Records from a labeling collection
= = = = = = =
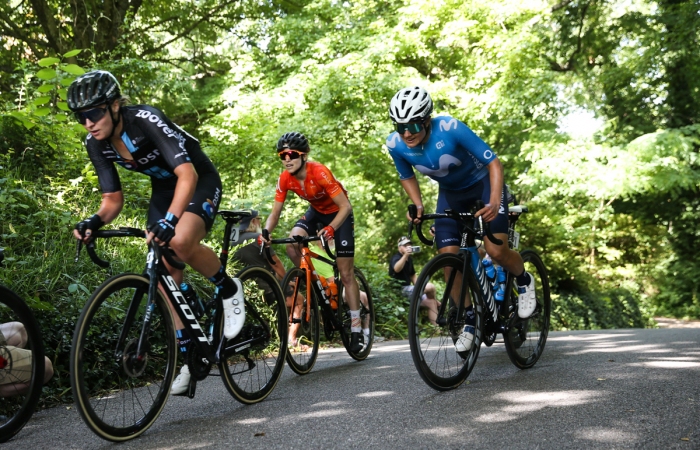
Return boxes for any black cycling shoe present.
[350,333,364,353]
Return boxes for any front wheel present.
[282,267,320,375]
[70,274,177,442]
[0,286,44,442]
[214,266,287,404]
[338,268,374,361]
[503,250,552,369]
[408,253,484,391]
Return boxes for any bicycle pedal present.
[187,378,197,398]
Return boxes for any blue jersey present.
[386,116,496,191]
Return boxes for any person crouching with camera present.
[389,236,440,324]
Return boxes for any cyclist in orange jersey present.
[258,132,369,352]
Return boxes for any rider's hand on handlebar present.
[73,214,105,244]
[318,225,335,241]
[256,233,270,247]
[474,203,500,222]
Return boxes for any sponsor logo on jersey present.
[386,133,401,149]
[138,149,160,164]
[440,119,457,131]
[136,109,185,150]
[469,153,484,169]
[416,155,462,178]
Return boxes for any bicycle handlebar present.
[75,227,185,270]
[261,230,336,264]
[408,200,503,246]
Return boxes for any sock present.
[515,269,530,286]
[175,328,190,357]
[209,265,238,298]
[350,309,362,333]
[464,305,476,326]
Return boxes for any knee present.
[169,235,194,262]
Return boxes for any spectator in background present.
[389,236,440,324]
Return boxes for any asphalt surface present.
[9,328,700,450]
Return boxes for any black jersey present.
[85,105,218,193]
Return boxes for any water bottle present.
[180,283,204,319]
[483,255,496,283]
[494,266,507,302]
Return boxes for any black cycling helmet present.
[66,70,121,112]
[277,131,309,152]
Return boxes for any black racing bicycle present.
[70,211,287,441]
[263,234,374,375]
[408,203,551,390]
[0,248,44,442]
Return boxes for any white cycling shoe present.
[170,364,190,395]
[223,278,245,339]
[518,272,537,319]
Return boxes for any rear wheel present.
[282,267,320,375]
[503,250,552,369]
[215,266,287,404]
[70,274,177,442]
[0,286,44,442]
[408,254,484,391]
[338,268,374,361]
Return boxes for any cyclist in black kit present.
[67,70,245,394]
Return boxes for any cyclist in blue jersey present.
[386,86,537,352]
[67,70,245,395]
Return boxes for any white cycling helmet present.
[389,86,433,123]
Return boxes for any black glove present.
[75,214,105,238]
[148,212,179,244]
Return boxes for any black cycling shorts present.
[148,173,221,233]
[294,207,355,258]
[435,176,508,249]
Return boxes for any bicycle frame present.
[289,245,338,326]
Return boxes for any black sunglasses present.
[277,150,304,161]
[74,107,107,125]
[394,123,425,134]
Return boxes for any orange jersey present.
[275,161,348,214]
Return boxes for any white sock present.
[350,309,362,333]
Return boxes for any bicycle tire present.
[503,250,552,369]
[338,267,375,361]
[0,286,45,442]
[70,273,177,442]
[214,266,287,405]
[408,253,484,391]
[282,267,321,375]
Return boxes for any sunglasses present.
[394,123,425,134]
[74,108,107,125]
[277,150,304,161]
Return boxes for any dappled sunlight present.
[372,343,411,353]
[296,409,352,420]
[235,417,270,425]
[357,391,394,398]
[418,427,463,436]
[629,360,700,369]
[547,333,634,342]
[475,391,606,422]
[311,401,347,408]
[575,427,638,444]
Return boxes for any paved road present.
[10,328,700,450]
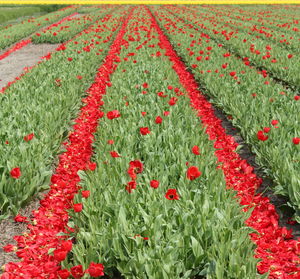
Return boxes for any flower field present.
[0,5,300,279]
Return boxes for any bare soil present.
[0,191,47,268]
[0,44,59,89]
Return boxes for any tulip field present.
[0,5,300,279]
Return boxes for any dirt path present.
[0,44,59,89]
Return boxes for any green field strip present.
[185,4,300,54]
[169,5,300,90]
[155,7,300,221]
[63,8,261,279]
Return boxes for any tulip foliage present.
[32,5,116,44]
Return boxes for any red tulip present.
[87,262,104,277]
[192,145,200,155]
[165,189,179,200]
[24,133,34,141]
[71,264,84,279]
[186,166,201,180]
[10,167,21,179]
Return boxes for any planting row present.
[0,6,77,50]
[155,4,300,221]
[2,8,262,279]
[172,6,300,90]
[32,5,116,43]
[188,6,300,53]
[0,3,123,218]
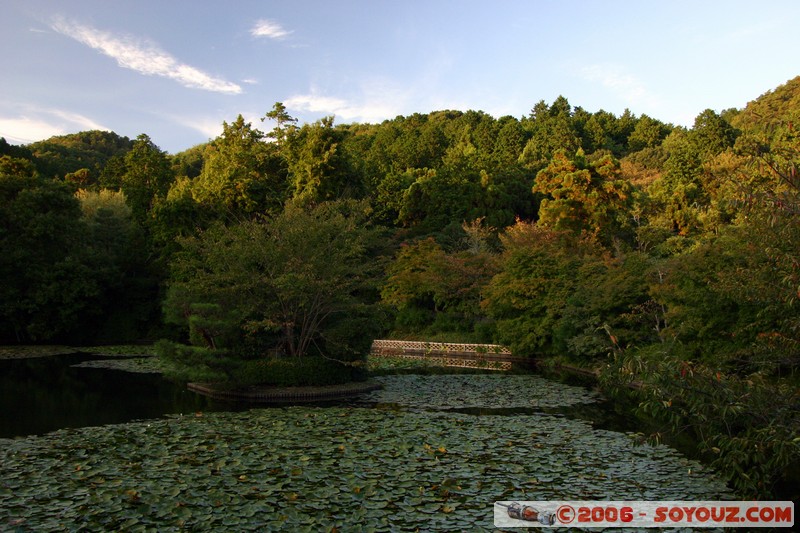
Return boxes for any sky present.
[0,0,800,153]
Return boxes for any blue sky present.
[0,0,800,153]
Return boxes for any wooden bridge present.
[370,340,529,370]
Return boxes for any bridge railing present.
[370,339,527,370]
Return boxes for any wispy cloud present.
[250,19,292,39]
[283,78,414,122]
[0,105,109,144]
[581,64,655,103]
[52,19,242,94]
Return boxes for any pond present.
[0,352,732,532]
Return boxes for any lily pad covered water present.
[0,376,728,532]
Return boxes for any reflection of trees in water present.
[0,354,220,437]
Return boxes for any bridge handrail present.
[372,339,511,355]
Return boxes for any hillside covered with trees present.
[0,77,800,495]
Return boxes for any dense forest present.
= = = = = = =
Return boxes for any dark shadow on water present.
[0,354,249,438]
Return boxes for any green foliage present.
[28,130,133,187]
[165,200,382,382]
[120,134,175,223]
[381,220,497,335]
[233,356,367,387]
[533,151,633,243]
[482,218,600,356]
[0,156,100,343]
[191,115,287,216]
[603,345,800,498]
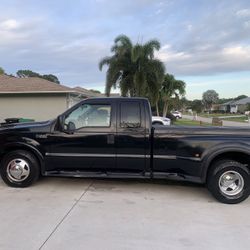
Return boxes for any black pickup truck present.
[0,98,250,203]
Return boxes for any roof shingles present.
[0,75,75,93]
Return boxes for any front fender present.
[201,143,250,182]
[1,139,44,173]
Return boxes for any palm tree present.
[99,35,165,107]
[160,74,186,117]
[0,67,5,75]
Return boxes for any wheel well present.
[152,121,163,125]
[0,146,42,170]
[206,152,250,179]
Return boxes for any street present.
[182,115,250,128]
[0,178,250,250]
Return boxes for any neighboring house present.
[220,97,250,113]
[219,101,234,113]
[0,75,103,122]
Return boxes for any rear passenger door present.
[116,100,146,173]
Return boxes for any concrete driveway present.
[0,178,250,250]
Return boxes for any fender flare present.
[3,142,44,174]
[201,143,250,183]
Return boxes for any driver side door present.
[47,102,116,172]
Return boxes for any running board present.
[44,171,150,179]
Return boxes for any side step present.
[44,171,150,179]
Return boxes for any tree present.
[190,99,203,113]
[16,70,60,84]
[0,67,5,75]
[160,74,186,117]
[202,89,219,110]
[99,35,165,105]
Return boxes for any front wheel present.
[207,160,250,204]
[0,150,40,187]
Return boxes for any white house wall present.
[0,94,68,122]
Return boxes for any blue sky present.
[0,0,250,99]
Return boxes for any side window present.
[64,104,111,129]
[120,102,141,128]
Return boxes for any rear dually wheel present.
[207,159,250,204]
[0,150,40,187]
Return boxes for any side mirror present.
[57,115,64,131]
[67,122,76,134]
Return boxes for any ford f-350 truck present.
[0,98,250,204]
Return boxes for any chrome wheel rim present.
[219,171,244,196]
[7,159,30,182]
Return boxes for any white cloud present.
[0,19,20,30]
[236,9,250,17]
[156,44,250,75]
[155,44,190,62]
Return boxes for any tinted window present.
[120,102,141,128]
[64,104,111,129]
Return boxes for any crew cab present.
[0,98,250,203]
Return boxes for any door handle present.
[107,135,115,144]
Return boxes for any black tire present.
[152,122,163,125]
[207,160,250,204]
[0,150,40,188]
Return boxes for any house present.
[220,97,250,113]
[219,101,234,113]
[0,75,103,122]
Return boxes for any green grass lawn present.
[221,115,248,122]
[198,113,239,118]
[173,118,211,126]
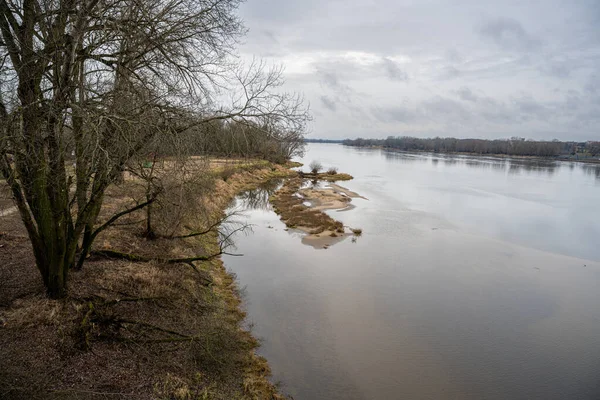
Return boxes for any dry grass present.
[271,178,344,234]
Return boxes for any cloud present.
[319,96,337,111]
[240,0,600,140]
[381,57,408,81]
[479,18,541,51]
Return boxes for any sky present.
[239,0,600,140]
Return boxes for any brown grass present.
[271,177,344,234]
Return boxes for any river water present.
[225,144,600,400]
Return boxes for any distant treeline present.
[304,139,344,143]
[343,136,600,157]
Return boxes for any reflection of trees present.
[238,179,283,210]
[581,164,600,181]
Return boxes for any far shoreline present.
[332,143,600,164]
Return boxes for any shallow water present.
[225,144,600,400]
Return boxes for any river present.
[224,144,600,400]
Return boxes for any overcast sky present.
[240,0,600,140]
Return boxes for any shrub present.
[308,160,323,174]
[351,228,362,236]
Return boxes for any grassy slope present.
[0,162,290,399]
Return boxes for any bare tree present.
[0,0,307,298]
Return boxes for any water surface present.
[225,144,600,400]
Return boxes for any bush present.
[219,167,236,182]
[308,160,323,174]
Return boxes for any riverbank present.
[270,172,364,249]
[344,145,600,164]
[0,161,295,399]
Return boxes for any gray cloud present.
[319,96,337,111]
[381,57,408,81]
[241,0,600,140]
= = = = = = =
**Task to complete**.
Print, word for word, the lines of the records from the line with "Return boxes for any green field" to the line with "Return boxes for any dense forest present.", including both of those lines, and leave the pictures out of your answer.

**Problem solution**.
Return boxes for any green field strip present.
[185,4,300,54]
[169,5,300,90]
[155,7,300,221]
[63,8,261,279]
Return boxes for any tulip foliage present.
[32,5,116,44]
Return boxes for any red tulip present.
[87,262,104,277]
[192,145,200,155]
[165,189,179,200]
[24,133,34,141]
[71,264,84,279]
[186,166,201,180]
[10,167,21,179]
Return boxes for any planting row present.
[0,6,77,50]
[155,4,300,221]
[2,8,262,279]
[172,6,300,90]
[32,5,116,43]
[188,6,300,53]
[0,3,123,218]
Return boxes for any sky present.
[0,0,800,153]
Return boxes for any blue sky present.
[0,0,800,153]
Return boxes for any wooden bridge present.
[370,340,529,370]
Return boxes for any bridge railing present.
[370,339,527,370]
Return boxes for any wispy cloud present.
[250,19,292,39]
[283,78,414,122]
[0,105,109,144]
[581,64,655,103]
[52,19,242,94]
Return boxes for any pond present.
[0,352,732,532]
Return boxes for any lily pad covered water present.
[0,376,728,532]
Return boxes for any reflection of trees in water present.
[0,354,220,437]
Return boxes for any bridge handrail present.
[372,339,511,355]
Return boxes for any hillside covered with trees present.
[0,77,800,495]
Return boxes for any dense forest present.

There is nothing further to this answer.